_EXERCISE REQUIREMENTS:_ The data should be printed again, exactly.

-----

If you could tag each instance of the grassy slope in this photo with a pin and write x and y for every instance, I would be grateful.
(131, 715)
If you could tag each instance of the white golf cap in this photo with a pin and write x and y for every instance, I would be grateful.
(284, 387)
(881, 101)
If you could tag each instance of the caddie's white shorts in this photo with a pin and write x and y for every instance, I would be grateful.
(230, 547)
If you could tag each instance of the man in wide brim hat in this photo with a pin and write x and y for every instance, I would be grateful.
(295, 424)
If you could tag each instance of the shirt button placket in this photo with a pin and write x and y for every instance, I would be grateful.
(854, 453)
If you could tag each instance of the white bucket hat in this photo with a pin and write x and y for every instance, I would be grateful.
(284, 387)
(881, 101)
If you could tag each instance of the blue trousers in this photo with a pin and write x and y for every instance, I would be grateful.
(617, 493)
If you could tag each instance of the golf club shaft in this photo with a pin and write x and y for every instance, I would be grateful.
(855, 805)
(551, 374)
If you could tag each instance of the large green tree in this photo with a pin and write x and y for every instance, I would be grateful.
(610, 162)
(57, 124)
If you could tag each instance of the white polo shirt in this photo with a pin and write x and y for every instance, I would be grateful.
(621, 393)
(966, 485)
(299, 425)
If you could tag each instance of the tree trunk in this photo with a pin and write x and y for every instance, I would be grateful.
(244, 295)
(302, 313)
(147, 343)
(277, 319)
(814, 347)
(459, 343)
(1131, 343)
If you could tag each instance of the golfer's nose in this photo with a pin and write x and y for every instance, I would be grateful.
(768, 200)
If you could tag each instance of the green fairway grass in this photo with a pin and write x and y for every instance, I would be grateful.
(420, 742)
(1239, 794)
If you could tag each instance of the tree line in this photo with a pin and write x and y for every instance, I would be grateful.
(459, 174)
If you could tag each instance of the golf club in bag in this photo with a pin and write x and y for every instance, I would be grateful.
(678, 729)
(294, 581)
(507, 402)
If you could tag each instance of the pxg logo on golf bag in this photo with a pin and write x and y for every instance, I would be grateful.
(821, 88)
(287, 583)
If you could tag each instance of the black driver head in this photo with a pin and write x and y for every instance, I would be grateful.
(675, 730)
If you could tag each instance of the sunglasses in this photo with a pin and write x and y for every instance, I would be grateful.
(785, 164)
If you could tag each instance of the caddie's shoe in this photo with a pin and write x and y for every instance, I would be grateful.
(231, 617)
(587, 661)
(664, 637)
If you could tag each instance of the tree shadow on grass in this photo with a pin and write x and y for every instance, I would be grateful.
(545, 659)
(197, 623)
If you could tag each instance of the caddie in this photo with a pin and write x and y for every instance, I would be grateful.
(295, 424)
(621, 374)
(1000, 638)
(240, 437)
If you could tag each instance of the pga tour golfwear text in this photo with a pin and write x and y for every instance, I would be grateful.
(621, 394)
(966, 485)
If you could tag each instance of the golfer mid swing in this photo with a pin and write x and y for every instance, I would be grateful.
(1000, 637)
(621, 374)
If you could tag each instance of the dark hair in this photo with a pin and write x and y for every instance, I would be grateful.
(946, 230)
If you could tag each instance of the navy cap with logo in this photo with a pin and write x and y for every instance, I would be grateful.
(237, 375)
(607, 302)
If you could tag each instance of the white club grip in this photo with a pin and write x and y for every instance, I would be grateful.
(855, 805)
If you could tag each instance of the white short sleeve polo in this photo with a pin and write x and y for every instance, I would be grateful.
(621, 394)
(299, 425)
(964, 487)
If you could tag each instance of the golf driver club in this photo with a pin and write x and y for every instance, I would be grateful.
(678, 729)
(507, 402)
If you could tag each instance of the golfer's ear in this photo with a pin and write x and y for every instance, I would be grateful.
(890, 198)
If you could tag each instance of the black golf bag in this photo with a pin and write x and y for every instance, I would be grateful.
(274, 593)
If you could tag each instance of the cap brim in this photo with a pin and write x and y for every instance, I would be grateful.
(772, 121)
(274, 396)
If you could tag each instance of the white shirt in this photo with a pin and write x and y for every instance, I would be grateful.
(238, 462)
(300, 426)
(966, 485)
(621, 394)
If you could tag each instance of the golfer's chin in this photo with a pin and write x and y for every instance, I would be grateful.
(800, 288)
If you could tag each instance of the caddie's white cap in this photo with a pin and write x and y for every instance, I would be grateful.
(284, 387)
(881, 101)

-----

_ANSWER FOR THE TASK:_
If you could tag each instance of the grassy slope in this photo with a pin and write x and y for every instance, I would be grateful.
(131, 715)
If you could tag each instance of the white golf cap in this photo with a pin and write x and y for every instance, I would be grateful.
(284, 387)
(881, 101)
If you could tag each instance of the caddie's white shorts in this photo with a pin and write x and y for every instance, I would be grateful.
(230, 547)
If you could tag each instance of the man in wide brim hat in this photo with a pin and write x and y for every instance, I would be grateful.
(295, 424)
If you could tag each instance of the shirt button placket in this photo with a pin and write x and y for every instance, I would be grateful.
(854, 453)
If you could tag each instance of the white bucket hat in this photo with a pin and write x and y for every instance, I would be grateful.
(284, 387)
(881, 101)
If you could tag each instance of the blue trousers in this photo with a pin and write x and y for every instance, I would be grateful.
(617, 493)
If you could tag each instance of the golf club shaft in this photo with a pin and write x and y for every instance, I would be grateful.
(855, 805)
(551, 374)
If you could tag each instance of the large green tree in this photo with a pin and write x and y for every instance, I would be grateful.
(610, 162)
(57, 124)
If you could tag each instance of the white polo shirt in this photo with a pin and write x and y for every instance, I would be grateful.
(621, 393)
(966, 485)
(299, 425)
If you could tag each instance of the tree trunk in this photo with a pin and write x and y for every instance, I would be grateful.
(244, 295)
(302, 313)
(147, 343)
(277, 319)
(814, 347)
(459, 343)
(1131, 343)
If you could tag each instance of the golfer's nose in this photo with a pin and write x and y for every instance, I would be grateful.
(768, 200)
If you could tag each instance of the green fairway grass in this photo with a pin and write x and y for every instance, I would be grateful.
(420, 742)
(1239, 794)
If you could tag each instance of the tree line in this photo with a pin and write x and y for every instance, I would be grateful.
(459, 174)
If you could tag each instance of the golf club in bag in this photo with a pin and write x and y for every instance, I would be grateful.
(678, 729)
(294, 581)
(507, 402)
If you could tag each instance of the pxg logo on golf bag in this photo with a pin and write x and y for every instance, I would be grateful.
(821, 88)
(287, 583)
If you could tag each instance of the black driver head in this photo with a pin and write x and y for every instance, I would be grateful.
(675, 730)
If you could tag each instance of the sunglasses in this photo with a pin and write x and y for every instance, I would be grateful.
(785, 164)
If you could tag each instance of the caddie's shoe in this photo with a pin and write x and y for every instance, I would be grateful.
(231, 617)
(587, 661)
(664, 637)
If you could tag each instance of the tree shadow on grass in this photo with a pin and write x and y for every instance, I would be grateful.
(545, 659)
(197, 623)
If you could tag each instance of the caddie in this photo with a pin and write x and y for every instance, I would be grateful.
(295, 424)
(621, 374)
(1000, 638)
(240, 437)
If you could tag each instance of the pga tour golfwear text in this photo with a pin and write x and y for every instance, I would be grateful.
(621, 394)
(966, 485)
If you could tag each instance of the golfer mid swing in this photo with a pin and write x and y for every instance, I would be grateful.
(1000, 637)
(621, 374)
If you could tag each instance of the dark hair in this photo with a pin and write x and y for every instance, I would be grateful.
(946, 230)
If you could tag each instance of the navy cap with logo in this photo with a pin and write x and y for every instance, I would be grateful.
(237, 375)
(607, 302)
If you could tag each instance of the white club grip in this photo with a pin and write x and y for every instance, I would be grateful.
(855, 805)
If you could tag each instance of the white short sleeve polo in this photo with a pin and write x and y for every instance, I would be grateful.
(621, 394)
(299, 425)
(964, 487)
If you could tag each instance of the golf driver club in this photo with a pin and write x and y for every instance, I would be grateful.
(678, 729)
(507, 402)
If you could tag each instance of the golfer's ear in this photo with a pin and write x and y for every instance, I would be grateful.
(890, 198)
If you could tag each instance of the black golf bag in this photo with a pin and write x and y for every instance, I would be grateful.
(274, 593)
If you could tag each instance of the cap brim in this photo with a pin and write x and y for every instance, I would be grateful.
(772, 121)
(274, 396)
If you could tag each instance of the white shirt in this photo with a pin and write x and y for every instance, I would be grateful.
(238, 462)
(300, 426)
(966, 485)
(621, 394)
If you could tag each instance of the golfer's chin in this photo with a pin and write x and y for every instance, I would be grateful.
(800, 288)
If you could tag each instance of the caddie's white cap in this photo with a pin and write x and y for every instance, I would be grateful.
(284, 387)
(881, 101)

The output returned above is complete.